PAGINAFRAGMENT:
Wereldreizigers

Ief (31) verloor haar hart in de Zwitserse bergen

Gepubliceerd: 22 september 2022  |  Door: Stijn van Osch  |  Onderox editie: 223

VENTHÔNE/KAPELLEN — Amper 24 was ze, toen Ief De Keersmaecker (31) besloot om tijdens het winterseizoen skiles te gaan geven in het Zwitserse Nendaz. Vandaag, zeven jaar later, woont ze er nog steeds en geniet ze met volle teugen van wat het prachtige Alpenland haar te bieden heeft.

“Ik hou ervan om nieuwe mensen te leren kennen en nieuwe dingen te ontdekken. Toen ik naar hier kwam, was dat aanvankelijk voor één seizoen. Ik keek ernaar uit om te skiën, maar zag het ook echt als een avontuur. Na dat eerste winterseizoen kwam ik bij Johnson & Johnson terecht voor een stage binnen de communicatieafdeling. Die stage leidde tot een job en vandaag ben ik er nog steeds. Ik werk nu als HR Leader Change & Communications voor Europa, het Midden-Oosten en Afrika.”

Woon je nog steeds in Nendaz?
Ief De Keersmaecker: “Nee, maar wel in de buurt, op een dik half uur. Na mijn winterseizoen in Nendaz, heb ik zes jaar in Zürich gewoond, de grootste stad van Zwitserland, maar zes maanden geleden ben ik weer naar het Franstalige kanton Wallis verhuisd. In Venthône heb ik mijn droomhuis gevonden: van op mijn terras heb ik een droomuitzicht op de bergen. Eerlijk? Ik denk dat dit mijn favoriete plek is in heel Zwitserland. Het gevoel dat ik krijg als ik op mijn terras geniet van het prachtige uitzicht, dat is onbeschrijfelijk. Dat gevoel van ruimte, dat voelt telkens weer als vakantie.”

Wat vind je, behalve het uitzicht op je terras, zo fijn aan wonen in Zwitserland?

SCHRIFTELIJKE OPDRACHTEN:
(1) Hoeveel jaar woonde Ief De Keersmaecker in Zürich volgens het artikel over haar leven in Zwitserland?
(2) Ga verder met het artikel over haar leven in Zwitserland, te beginnen na de laatste vraag.

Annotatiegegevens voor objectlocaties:
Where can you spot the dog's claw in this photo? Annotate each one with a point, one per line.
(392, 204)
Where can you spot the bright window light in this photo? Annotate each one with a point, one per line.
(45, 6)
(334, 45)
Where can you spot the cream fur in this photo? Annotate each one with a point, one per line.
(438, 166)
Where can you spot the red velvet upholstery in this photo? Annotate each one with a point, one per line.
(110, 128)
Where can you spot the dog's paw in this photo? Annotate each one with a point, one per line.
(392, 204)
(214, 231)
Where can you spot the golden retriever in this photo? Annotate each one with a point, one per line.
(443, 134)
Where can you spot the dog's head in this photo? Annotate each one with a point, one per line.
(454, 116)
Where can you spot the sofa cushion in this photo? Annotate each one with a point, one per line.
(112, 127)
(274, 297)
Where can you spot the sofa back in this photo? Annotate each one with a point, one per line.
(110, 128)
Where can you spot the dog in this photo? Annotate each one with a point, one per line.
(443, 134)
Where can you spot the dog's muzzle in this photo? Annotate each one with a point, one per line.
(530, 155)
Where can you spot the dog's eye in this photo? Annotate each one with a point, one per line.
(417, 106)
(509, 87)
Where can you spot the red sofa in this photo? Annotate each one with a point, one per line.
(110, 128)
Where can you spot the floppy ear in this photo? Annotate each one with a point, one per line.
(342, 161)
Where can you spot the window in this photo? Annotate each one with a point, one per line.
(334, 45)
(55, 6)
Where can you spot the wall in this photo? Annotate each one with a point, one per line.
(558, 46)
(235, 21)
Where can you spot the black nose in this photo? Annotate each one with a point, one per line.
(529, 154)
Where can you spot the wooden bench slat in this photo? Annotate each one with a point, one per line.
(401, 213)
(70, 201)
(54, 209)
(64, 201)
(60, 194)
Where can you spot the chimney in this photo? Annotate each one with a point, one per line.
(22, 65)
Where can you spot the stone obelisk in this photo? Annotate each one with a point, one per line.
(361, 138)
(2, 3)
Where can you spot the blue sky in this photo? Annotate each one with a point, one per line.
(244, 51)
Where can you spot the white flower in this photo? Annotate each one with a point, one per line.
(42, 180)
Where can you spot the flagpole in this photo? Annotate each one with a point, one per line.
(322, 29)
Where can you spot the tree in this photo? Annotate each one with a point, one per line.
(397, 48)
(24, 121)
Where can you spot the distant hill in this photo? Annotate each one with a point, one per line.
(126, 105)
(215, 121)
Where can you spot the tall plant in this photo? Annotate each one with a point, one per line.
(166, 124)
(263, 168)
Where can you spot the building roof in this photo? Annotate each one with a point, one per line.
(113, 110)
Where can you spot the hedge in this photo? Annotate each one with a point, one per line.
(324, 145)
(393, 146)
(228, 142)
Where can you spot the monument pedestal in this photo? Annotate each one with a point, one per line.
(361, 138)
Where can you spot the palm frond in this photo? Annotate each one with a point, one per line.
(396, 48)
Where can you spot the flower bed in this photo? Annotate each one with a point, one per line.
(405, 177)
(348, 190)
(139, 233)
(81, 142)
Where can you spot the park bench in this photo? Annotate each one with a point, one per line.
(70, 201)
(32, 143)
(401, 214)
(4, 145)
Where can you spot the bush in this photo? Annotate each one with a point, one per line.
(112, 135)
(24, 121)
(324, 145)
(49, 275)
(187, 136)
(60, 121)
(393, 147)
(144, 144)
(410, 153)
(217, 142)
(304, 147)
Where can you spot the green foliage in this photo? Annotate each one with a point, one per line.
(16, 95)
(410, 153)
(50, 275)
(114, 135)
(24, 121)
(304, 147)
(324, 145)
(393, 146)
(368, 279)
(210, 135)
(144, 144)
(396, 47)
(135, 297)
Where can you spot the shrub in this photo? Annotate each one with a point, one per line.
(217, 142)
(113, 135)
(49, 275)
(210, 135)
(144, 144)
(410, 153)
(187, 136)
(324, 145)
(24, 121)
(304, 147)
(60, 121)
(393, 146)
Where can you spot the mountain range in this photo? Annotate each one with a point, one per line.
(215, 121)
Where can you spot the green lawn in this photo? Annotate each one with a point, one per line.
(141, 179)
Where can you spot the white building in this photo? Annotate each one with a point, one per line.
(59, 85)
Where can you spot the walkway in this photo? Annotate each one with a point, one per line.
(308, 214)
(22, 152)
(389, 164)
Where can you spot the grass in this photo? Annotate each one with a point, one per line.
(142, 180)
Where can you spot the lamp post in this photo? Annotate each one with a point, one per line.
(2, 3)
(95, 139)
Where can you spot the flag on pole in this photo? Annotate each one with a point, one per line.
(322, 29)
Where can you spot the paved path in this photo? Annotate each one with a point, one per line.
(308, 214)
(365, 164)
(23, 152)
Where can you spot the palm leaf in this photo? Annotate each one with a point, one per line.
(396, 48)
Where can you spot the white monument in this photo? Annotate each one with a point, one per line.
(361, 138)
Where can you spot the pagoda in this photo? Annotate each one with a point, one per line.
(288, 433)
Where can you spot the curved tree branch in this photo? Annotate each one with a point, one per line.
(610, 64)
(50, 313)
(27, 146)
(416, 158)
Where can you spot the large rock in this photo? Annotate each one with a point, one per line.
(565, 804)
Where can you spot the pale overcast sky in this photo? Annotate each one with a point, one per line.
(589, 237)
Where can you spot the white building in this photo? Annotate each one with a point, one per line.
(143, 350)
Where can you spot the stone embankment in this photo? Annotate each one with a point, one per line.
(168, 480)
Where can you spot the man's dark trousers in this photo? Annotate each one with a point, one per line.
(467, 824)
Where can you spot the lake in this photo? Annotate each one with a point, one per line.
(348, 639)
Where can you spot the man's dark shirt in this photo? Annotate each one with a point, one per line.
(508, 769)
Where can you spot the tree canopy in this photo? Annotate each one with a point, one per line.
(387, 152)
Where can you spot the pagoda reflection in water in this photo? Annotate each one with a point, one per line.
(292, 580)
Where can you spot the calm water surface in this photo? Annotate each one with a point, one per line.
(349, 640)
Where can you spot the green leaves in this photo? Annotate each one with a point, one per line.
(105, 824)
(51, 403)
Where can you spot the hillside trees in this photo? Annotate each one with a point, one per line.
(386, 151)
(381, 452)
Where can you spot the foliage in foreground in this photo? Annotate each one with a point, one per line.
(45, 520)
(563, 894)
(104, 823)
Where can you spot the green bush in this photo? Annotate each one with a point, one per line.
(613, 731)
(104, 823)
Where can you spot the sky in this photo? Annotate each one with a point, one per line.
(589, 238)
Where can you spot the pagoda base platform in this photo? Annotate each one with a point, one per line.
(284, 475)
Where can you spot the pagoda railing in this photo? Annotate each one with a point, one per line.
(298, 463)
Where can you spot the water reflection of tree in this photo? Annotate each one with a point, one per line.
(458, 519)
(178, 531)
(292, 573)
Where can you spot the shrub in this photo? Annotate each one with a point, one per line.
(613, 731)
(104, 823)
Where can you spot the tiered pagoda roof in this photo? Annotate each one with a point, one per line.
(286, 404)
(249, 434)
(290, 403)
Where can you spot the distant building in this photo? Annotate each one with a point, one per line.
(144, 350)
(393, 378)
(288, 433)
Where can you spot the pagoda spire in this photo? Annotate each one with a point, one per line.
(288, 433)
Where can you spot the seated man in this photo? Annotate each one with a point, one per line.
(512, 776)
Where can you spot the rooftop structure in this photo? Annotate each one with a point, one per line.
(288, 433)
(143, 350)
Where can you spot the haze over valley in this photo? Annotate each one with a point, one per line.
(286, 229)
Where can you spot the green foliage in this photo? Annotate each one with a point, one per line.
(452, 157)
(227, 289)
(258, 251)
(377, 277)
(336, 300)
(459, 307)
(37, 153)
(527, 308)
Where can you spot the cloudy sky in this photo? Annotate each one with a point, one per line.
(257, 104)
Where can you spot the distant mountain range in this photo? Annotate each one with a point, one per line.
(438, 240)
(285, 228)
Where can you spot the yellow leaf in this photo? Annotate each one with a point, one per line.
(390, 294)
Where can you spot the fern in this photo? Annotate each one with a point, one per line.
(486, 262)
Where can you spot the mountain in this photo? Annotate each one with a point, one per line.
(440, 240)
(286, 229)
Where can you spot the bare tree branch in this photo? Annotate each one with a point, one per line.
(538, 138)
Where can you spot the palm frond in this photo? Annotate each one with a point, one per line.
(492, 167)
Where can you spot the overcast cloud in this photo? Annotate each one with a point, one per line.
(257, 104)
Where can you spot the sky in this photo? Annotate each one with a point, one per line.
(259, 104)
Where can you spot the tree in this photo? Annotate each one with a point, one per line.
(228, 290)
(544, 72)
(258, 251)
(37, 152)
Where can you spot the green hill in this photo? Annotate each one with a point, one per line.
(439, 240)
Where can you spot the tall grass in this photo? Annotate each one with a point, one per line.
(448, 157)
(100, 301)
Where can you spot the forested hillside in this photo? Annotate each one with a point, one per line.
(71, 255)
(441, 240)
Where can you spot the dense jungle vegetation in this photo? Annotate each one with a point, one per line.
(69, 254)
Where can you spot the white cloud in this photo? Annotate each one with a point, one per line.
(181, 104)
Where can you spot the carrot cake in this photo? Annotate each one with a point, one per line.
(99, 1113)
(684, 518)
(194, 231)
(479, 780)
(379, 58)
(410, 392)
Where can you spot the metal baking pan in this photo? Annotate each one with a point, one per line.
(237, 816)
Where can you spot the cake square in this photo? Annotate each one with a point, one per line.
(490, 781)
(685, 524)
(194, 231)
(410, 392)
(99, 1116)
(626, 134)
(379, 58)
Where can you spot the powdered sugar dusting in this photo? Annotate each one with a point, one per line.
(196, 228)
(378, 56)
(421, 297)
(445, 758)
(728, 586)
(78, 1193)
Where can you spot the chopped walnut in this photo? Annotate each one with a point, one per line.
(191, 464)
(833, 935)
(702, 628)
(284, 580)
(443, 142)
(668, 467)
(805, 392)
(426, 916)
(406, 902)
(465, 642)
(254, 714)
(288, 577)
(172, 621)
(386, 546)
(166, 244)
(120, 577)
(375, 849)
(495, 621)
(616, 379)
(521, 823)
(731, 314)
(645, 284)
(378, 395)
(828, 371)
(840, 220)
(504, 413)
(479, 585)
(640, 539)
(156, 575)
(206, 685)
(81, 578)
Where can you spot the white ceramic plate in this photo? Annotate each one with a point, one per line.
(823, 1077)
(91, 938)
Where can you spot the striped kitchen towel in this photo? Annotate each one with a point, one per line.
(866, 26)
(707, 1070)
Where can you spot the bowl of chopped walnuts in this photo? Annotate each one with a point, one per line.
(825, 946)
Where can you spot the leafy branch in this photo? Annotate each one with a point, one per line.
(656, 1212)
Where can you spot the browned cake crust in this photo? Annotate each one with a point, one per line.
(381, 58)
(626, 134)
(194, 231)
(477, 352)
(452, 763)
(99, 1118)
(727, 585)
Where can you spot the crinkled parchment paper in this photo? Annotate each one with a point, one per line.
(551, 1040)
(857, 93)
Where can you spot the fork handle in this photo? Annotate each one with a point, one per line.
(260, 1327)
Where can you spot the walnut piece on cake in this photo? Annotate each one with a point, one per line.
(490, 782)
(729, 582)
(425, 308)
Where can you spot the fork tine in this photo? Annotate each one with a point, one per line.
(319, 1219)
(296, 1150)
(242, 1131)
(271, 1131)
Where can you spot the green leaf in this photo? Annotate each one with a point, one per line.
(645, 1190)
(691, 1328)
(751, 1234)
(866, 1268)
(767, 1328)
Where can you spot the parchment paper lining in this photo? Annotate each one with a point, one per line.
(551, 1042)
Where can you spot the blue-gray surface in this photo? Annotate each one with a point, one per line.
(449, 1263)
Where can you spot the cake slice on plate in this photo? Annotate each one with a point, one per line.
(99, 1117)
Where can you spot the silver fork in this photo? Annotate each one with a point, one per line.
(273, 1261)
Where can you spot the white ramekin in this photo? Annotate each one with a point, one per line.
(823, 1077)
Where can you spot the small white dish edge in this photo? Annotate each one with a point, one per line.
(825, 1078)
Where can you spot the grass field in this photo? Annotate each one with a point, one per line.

ANTWOORDEN PER OPDRACHT:
(1) Zes jaar.

(2)
“Het leven in Zwitserland is heel actief. Hier breng je de tijd vooral buiten in de natuur door. In de bergen of in een andere mooie natuurlijke omgeving. Dat actieve leven past wel bij mij: ik hou niet alleen van skiën, maar ook van surfen, dansen en gewoonweg in de natuur zijn. Hier kan dat. Overal waar je komt, is de natuur vlakbij en iedereen kan ervan genieten. Die prachtige kilometers verre uitzichten, daar doe ik het voor.”

Wat is er zo typisch aan Zwitserland?
“Wat ik leuk vind aan Zwitserland is dat alles hier heel goed werkt. Treinen rijden op tijd en overal waar je komt, is het proper. De straten worden hier regelmatig met water gekuist. Zwitsers zijn ook trots op hun kazen. Je kan hier vrijwel overal raclette en kaasfondue eten, en mijn Zwitserse vrienden doen dat ook op héél regelmatige basis. Soms skip ik met veel plezier een weekend raclette. Nog typisch: zoals de kinderen in België naar het voetbal gaan, trekken ze hier op zaterdag naar de skischool.”

Klinkt idyllisch. Zijn er ook dingen waar je je aan ergert?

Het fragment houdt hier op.